Task brief:
Locate every line below that contains the string "hand", matching case exactly, and copy each of those lines.

Records shown:
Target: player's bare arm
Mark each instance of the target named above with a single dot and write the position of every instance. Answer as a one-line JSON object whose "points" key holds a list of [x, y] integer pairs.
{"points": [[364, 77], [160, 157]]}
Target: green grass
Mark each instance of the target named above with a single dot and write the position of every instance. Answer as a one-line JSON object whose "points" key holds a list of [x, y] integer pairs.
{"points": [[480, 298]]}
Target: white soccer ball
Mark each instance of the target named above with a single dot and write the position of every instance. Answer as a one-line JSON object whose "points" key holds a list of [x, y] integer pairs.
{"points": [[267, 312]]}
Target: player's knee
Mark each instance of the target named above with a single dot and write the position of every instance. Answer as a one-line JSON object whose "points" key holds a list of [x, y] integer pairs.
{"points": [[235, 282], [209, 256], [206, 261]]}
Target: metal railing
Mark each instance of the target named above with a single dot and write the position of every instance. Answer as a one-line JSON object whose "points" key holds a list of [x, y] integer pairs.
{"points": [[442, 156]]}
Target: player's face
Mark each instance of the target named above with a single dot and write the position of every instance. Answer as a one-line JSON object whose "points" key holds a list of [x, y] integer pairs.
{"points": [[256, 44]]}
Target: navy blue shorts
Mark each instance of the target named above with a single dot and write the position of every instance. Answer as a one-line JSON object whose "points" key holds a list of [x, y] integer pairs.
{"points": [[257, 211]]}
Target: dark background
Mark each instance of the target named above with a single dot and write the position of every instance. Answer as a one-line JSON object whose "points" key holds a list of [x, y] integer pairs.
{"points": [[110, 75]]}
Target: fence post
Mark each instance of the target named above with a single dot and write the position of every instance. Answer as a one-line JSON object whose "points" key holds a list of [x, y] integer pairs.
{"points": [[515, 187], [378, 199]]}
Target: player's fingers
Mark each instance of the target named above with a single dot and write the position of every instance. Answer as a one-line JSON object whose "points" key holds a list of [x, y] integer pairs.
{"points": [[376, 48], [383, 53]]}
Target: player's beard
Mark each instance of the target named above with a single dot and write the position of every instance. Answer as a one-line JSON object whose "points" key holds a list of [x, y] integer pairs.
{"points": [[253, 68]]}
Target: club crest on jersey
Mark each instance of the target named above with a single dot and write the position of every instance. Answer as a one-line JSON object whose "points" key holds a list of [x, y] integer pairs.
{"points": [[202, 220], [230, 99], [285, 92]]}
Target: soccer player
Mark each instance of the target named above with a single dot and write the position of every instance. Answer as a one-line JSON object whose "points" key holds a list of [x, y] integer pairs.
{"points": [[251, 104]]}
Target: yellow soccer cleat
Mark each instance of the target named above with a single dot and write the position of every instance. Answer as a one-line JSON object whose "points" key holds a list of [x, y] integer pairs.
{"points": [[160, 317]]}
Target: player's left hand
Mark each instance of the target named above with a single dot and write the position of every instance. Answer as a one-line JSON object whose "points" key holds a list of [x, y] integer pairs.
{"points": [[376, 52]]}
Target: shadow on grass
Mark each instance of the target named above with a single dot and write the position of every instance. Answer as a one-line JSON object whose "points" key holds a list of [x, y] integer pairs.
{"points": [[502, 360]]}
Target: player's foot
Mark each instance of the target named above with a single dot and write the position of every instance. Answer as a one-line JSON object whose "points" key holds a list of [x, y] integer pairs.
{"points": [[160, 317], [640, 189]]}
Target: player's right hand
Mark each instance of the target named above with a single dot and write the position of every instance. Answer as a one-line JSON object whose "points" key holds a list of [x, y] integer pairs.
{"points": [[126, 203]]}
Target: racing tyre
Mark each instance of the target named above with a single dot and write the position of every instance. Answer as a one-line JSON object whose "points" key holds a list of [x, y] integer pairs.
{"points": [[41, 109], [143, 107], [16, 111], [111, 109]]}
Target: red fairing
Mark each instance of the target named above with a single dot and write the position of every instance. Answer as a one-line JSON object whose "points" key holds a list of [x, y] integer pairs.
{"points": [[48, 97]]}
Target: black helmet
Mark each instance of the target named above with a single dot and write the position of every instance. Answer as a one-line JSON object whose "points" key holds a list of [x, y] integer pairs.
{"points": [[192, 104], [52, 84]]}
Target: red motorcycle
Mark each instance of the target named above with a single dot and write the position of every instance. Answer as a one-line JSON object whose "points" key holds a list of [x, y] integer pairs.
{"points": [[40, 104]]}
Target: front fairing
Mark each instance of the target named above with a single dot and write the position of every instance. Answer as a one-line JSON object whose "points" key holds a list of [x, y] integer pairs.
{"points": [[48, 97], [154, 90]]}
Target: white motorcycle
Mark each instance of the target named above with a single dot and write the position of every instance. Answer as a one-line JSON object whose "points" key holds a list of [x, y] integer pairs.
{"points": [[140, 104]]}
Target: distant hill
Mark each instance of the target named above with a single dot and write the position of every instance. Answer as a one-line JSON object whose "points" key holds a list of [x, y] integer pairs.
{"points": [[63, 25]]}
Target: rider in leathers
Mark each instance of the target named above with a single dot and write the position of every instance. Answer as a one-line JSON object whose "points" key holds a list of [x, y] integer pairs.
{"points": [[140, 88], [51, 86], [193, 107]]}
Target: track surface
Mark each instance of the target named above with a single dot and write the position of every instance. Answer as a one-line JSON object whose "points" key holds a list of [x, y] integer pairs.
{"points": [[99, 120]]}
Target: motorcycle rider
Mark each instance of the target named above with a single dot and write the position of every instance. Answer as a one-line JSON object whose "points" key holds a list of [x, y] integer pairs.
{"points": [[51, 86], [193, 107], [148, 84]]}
* * *
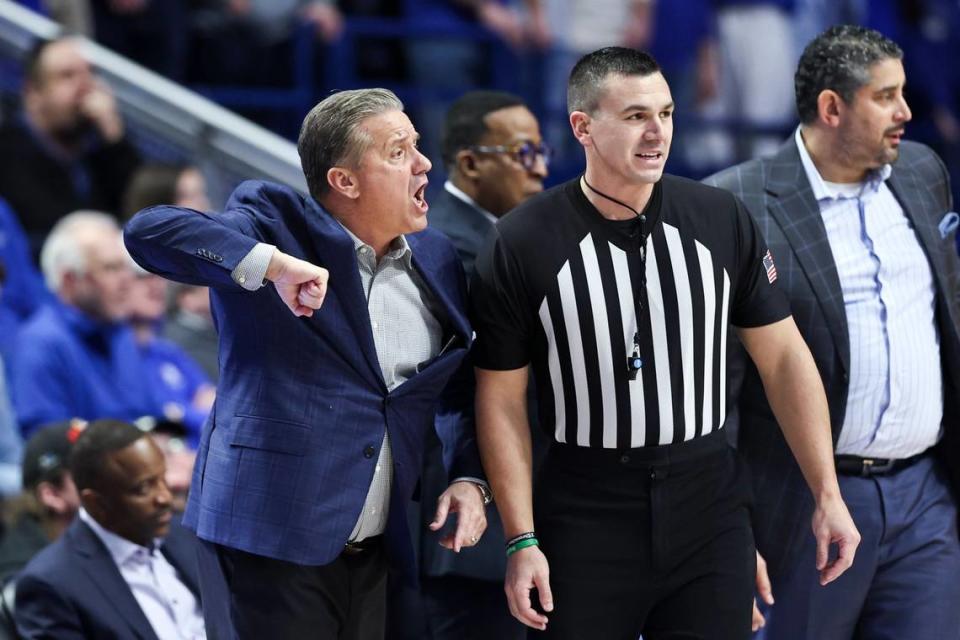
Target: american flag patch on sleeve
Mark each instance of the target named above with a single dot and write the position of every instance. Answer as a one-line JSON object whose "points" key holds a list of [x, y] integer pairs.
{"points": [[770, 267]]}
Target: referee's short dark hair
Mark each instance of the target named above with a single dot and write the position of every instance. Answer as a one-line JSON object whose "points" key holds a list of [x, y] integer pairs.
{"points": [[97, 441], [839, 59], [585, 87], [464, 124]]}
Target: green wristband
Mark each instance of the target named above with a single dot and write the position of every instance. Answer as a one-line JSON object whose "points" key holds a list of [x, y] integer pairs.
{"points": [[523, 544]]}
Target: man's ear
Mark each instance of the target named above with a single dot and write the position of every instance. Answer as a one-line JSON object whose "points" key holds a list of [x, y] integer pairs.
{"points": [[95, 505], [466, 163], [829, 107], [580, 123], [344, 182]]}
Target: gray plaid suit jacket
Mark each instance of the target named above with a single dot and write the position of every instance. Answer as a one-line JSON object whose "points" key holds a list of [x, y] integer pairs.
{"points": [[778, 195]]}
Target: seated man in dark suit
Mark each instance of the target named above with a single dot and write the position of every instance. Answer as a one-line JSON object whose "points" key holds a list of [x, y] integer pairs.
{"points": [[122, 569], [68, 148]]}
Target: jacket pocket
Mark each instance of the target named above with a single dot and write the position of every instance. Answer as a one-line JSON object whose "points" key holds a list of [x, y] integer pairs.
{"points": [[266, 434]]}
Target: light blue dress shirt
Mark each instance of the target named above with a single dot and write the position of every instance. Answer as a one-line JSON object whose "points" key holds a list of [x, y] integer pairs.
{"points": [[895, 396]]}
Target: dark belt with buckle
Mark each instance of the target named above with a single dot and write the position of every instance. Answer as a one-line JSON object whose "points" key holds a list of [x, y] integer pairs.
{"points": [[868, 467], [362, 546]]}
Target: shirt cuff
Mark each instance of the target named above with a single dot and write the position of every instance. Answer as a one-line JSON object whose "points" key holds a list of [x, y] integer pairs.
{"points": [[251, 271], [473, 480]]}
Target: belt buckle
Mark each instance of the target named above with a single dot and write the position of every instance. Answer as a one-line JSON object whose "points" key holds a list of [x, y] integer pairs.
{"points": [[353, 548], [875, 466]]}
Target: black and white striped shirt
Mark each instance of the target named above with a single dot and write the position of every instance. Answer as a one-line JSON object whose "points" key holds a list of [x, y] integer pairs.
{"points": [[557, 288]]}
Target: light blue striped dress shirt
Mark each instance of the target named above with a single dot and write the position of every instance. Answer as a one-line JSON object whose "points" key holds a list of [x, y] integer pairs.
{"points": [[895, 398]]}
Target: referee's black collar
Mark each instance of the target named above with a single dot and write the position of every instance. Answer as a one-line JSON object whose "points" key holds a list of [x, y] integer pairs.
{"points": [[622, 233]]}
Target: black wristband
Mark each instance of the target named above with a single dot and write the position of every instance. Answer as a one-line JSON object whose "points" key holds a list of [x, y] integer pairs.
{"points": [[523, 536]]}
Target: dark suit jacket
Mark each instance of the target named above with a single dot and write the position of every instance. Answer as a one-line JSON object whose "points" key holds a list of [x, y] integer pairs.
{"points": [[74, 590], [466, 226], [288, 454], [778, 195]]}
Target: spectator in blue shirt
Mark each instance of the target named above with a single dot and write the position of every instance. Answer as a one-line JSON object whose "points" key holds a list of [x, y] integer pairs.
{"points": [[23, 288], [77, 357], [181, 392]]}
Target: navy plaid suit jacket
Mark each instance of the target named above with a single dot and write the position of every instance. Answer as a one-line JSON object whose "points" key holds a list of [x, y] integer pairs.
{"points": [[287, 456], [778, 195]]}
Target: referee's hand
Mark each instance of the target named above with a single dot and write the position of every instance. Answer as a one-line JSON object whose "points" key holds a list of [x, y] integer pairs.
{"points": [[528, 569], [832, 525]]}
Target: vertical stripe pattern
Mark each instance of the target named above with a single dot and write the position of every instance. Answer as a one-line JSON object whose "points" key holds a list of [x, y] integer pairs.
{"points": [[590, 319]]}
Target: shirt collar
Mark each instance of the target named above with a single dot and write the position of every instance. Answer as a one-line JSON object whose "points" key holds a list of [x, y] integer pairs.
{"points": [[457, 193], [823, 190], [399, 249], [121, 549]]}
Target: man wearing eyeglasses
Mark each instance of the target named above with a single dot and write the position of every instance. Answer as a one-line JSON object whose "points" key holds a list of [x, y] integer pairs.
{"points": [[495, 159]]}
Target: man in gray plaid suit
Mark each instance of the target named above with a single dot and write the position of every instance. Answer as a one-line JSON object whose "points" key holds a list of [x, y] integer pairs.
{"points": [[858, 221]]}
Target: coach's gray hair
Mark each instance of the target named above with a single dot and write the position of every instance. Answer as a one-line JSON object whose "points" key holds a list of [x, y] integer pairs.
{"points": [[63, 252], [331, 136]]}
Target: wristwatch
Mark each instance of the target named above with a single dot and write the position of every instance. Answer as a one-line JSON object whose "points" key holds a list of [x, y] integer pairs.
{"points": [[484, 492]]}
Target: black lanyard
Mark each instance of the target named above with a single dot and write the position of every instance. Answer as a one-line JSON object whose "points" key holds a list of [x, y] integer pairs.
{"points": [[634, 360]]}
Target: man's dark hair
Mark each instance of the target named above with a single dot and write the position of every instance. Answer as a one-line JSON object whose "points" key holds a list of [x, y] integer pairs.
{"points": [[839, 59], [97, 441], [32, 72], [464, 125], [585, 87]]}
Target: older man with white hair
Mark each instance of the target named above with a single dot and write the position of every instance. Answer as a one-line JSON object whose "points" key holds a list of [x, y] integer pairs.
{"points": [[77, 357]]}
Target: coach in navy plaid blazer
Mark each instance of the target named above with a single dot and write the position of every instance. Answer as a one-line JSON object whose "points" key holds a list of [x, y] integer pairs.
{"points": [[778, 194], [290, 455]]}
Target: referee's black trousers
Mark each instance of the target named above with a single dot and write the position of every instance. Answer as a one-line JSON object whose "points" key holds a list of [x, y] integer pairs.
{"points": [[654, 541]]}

Task solution:
Target: player's left hand
Target: player's right hand
Target: referee's hand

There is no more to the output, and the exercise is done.